BEGIN

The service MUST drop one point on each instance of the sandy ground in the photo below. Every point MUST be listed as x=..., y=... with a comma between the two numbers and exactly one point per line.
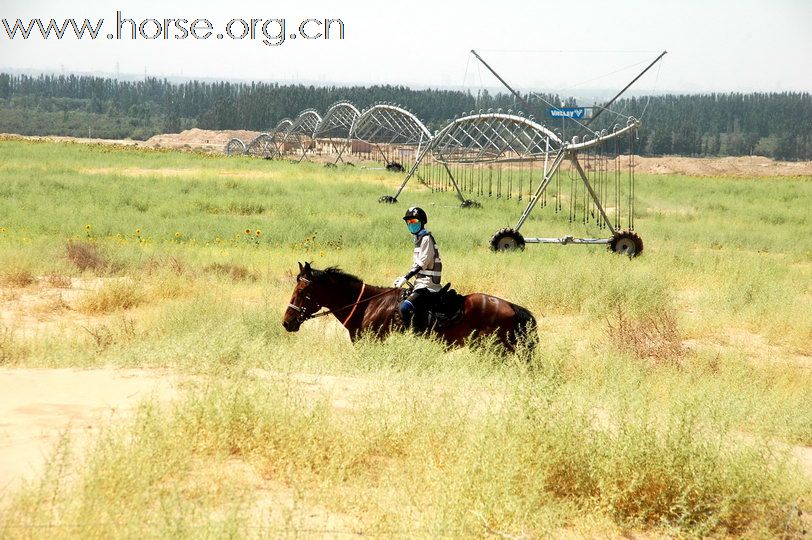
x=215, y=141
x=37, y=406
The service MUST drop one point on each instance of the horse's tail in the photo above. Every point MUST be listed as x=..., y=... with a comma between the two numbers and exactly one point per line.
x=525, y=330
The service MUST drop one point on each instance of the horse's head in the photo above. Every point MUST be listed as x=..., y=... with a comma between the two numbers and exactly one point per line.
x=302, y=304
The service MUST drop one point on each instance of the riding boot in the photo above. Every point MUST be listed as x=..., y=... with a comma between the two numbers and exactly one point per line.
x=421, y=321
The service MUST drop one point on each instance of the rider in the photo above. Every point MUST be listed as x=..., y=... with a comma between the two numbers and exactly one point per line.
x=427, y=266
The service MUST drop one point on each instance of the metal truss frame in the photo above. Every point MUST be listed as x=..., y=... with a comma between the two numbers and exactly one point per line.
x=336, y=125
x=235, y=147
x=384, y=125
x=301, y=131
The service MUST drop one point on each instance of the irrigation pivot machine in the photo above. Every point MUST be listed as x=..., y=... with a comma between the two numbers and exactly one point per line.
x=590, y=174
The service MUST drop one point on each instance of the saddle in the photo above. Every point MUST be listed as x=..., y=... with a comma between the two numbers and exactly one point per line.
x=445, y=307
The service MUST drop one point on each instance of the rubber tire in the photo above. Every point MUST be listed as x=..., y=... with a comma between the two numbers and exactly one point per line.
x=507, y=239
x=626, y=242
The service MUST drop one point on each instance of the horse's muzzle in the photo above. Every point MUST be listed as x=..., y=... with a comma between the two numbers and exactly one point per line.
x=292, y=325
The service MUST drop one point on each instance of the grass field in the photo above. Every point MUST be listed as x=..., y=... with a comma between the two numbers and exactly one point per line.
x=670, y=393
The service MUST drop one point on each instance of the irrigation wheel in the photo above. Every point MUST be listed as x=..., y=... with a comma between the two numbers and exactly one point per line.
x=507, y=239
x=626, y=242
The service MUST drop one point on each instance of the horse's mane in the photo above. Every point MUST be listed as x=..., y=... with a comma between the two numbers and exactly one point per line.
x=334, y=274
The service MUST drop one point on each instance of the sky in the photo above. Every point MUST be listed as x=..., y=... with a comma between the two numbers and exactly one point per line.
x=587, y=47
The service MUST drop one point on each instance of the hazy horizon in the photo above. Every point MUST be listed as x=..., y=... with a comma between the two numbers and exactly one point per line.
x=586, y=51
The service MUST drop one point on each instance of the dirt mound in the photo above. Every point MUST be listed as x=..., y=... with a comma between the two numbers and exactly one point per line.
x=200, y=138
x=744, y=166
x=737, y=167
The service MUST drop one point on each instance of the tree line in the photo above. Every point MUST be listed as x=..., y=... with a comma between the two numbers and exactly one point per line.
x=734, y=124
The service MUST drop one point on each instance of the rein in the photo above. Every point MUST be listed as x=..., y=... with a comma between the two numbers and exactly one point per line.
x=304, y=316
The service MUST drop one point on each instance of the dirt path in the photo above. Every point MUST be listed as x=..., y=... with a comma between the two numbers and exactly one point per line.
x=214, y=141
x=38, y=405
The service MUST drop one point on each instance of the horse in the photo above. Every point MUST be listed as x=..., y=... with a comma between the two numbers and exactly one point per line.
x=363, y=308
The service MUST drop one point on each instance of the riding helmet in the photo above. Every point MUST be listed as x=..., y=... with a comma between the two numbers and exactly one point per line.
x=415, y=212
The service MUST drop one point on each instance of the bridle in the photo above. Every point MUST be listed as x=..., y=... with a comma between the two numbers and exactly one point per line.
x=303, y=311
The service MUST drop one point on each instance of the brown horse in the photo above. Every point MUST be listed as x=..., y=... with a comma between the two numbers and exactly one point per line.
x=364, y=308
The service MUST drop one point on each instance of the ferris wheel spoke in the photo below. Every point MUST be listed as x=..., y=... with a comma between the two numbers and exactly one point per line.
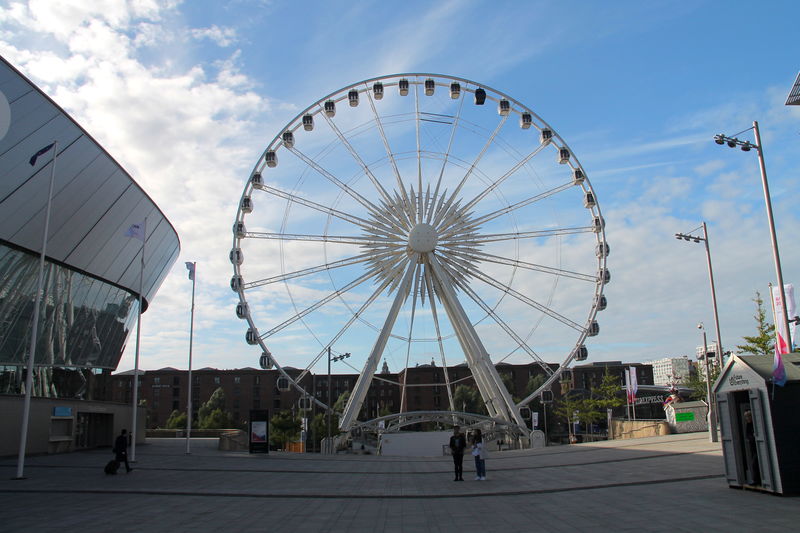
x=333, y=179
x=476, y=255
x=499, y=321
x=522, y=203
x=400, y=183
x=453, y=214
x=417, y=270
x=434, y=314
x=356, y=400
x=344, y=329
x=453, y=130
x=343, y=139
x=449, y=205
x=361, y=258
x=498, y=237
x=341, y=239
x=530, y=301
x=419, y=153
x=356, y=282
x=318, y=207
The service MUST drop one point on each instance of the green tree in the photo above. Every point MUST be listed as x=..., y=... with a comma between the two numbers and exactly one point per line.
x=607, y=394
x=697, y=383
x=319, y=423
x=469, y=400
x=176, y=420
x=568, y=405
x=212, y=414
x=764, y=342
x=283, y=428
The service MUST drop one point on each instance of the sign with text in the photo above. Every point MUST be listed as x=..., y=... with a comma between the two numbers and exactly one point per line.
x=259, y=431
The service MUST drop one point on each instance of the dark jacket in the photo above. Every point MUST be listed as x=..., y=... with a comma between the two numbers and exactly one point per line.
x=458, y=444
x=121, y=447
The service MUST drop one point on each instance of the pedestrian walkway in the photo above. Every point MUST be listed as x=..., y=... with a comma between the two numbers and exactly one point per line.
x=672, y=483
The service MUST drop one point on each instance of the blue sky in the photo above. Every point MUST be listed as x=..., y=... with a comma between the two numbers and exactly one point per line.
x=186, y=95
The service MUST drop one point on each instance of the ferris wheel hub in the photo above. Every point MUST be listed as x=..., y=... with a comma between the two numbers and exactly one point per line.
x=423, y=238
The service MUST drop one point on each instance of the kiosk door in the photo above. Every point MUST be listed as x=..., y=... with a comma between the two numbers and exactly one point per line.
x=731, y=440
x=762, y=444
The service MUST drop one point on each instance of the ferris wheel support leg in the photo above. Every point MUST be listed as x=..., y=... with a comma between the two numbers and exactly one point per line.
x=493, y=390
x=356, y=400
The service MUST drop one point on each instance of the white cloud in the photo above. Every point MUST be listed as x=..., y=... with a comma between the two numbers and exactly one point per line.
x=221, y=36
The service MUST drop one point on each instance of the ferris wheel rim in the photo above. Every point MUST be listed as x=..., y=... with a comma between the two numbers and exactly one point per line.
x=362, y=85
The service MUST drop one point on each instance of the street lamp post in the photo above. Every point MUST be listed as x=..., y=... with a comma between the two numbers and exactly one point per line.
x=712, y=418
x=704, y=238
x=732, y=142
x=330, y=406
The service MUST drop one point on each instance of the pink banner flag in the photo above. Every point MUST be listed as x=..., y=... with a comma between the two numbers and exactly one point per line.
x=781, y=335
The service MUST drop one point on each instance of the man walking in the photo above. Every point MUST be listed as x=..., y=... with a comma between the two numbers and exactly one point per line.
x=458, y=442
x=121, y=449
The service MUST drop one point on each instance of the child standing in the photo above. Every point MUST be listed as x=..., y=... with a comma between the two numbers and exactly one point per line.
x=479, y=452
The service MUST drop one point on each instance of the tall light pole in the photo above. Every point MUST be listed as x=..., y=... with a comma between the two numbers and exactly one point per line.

END

▶ [PROBLEM TO WORK ON]: Pictures are to be excluded; everything else in the records must be reproduced exactly.

▶ [TASK RESPONSE]:
The service MUST drop one point on each instance of the sandy ground in the photo below. Every point MUST be listed as x=..., y=... with a comma between the two numbers and exactly one point per line.
x=215, y=141
x=37, y=406
The service MUST drop one point on each instance of the horse's tail in the photo above. Every point MUST be listed as x=..., y=... with a comma between the two numbers and exactly one point per line.
x=525, y=330
The service MUST drop one point on each instance of the horse's head in the photo above. Every point MUST be listed as x=..., y=... with a comma between the two numbers and exactly one point per line.
x=302, y=304
The service MUST drop one point on each instance of the riding boot in the photo above. Every point MUST be listed as x=..., y=... with a comma between the two numbers and exactly one point per line.
x=421, y=321
The service MUST drop one point on each instance of the rider in the photo above. Every point MUST be listed as x=..., y=... with a comma between the two numbers and exactly one point per line.
x=427, y=266
The service MUST drop one point on each instance of the metal truss frame in the photo above. Every point MUST be listed as x=..., y=... with a comma between the two numbers and exactly one point per line.
x=336, y=125
x=235, y=147
x=384, y=125
x=301, y=131
The service MUST drop one point on each instance of the irrigation pivot machine in the photo above. Every point MUST be listed as x=..., y=... with a comma between the two numbers and exactly one point per line.
x=590, y=174
The service MUST drop one point on each instance of the saddle in the photo above. Every point MUST be listed as x=..., y=... with a comma between the two numbers and exactly one point per line.
x=445, y=307
The service MUST drop one point on each instance of the rubber tire in the photo above. Every point MUST be listed as x=..., y=... with a comma between the two numbers and exactly one point per line.
x=507, y=239
x=626, y=242
The service MUST drop one point on each instance of the horse's muzzle in the photo above. Every point MUST be listed as x=..., y=... with a comma between the two numbers and exactly one point per line.
x=292, y=325
The service MUST drop one point on each instance of the grass field in the photo above. Every point MUST be listed as x=..., y=... with a comma between the two numbers and exactly one point per line.
x=670, y=393
The service MUST drop one point on each instance of the irrigation wheel in the photo above. Every point MUST be listed as x=..., y=... with a comma between the two numbers and exactly one point per line.
x=507, y=239
x=626, y=242
The service MUST drop one point on each instance of the horse's mane in the photo above. Every point MUST be listed as x=..., y=... with a comma between the two numbers and exactly one point per line.
x=334, y=274
The service MUST drop one point on each instance of the sky in the photo above. Every point MUST be listed as x=..., y=... with a comma between the two numbers and exactly one point per line.
x=587, y=47
The service MUST drop one point on each instance of the hazy horizon in the photo above. Every point MUST be listed as x=..., y=... with a comma between the two numbers and exactly one point per line.
x=586, y=51
The service MUST drop one point on each instance of the dirt mound in the photo above. Every point MUST be listed as x=..., y=... with a comma between the two numbers and exactly one point per line.
x=200, y=138
x=744, y=166
x=737, y=167
The service MUST drop one point on each instance of the tree line in the photo above. Every point MUST be listed as x=..., y=... with a comma between the two numbers and exactly one point per line.
x=734, y=124
The service MUST drop one point on each instance of the rein in the photo above. Every point MUST be listed as x=..., y=... with a comma between the two numbers and exactly one point per line.
x=304, y=316
The service MUST drop one point on each instance of the dirt path in the photo above. Every point MUST be listed as x=..., y=... with a comma between the two numbers and exactly one point per line.
x=214, y=141
x=38, y=405
The service MUST drop one point on each instance of the horse in the photo above. Every point MUST be listed as x=..., y=... with a comma between the two numbers and exactly one point per line.
x=363, y=308
The service MUST drop one point on each instance of the riding helmet in the photo above. Every point MUST be listed as x=..., y=... with a comma between the two numbers and exactly one point per line.
x=415, y=212
The service MUST drop one point on each instance of the bridle in the photo above. Every point MUST be listed as x=..., y=... with a comma between the two numbers and exactly one point per line.
x=303, y=311
The service MUST drop one point on each instance of the brown horse in the photo above. Every point MUST be listed as x=..., y=... with a comma between the two numbers and exactly one point per line.
x=364, y=308
The service MUST drop one point on each instance of the ferris wheel spoke in the photo below. Every point MUST be listed as x=..., y=... with a comma between the two numbers and exactly one point per line.
x=333, y=179
x=476, y=255
x=499, y=321
x=522, y=203
x=400, y=183
x=453, y=214
x=417, y=270
x=434, y=314
x=356, y=400
x=344, y=329
x=453, y=130
x=343, y=139
x=449, y=205
x=361, y=258
x=498, y=237
x=341, y=239
x=530, y=301
x=419, y=153
x=356, y=282
x=318, y=207
The service MUST drop one point on each instance of the green tree in the photo above. Every point MUST be listed as x=..., y=... with a comma between the two numbers and exactly one point per line.
x=607, y=394
x=697, y=383
x=319, y=423
x=469, y=400
x=176, y=420
x=568, y=405
x=212, y=414
x=764, y=342
x=283, y=428
The service MUST drop one point on each instance of the sign with text in the photo above. Every point MUST be listed as x=..., y=... with a comma between the two numbers and exactly one point per line.
x=259, y=431
The service MUST drop one point on each instance of the dark jacket in the photo above. Every point MUST be listed as x=..., y=... with a comma between the two numbers and exactly one point per line.
x=458, y=444
x=121, y=447
The service MUST drop one point on each instance of the pedestrian walkway in the photo above. Every point MUST be listed as x=..., y=... with a comma between the two numbers and exactly one point per line.
x=672, y=483
The service MUST drop one point on each instance of the blue sky in the photo above. Every point MUST be listed as x=..., y=... with a comma between the two numbers and exactly one point per line.
x=186, y=95
The service MUST drop one point on each instance of the ferris wheel hub in the photo above. Every point MUST be listed as x=..., y=... with a comma between the two numbers and exactly one point per line.
x=423, y=238
The service MUST drop one point on each instance of the kiosk door in the photo above. Every point MUST be listed as x=..., y=... with a comma between the two numbers and exactly one point per line.
x=731, y=440
x=762, y=444
The service MUST drop one point on each instance of the ferris wheel support leg in the photo above. Every point MUST be listed as x=..., y=... with a comma between the two numbers and exactly one point per line.
x=493, y=390
x=356, y=400
The service MUST drop one point on each instance of the white cloud in the photo above. Every point MUST be listed as x=..., y=... with a comma between the two numbers and exactly one point per line.
x=221, y=36
The service MUST drop one point on each instance of the ferris wheel rim in the photo above. Every point MUST be listed as x=..., y=... with a comma between the two numbers and exactly one point per line.
x=362, y=85
The service MUST drop one point on each instance of the street lamp post in the photo above. Every point MUST be listed as x=..., y=... with a comma between the two numbers and exactly one point per line.
x=712, y=418
x=704, y=238
x=732, y=142
x=330, y=406
The service MUST drop one point on each instance of the pink banner flag in the photo above. Every point MUST be listed as x=..., y=... with a comma between the two numbers and exactly one point per line.
x=781, y=335
The service MUST drop one point on each instance of the man walking in the photo above. Every point MUST be listed as x=..., y=... with a comma between the two numbers and exactly one point per line.
x=458, y=442
x=121, y=449
The service MUST drop one point on each instance of the child standing in the photo above. Every point MUST be listed as x=..., y=... with a comma between the two numbers and exactly one point per line.
x=479, y=452
The service MUST drop one point on each instance of the tall light pole in the photo above. Every point MUST be listed as x=..., y=... with a comma between the two numbers and exactly one point per line.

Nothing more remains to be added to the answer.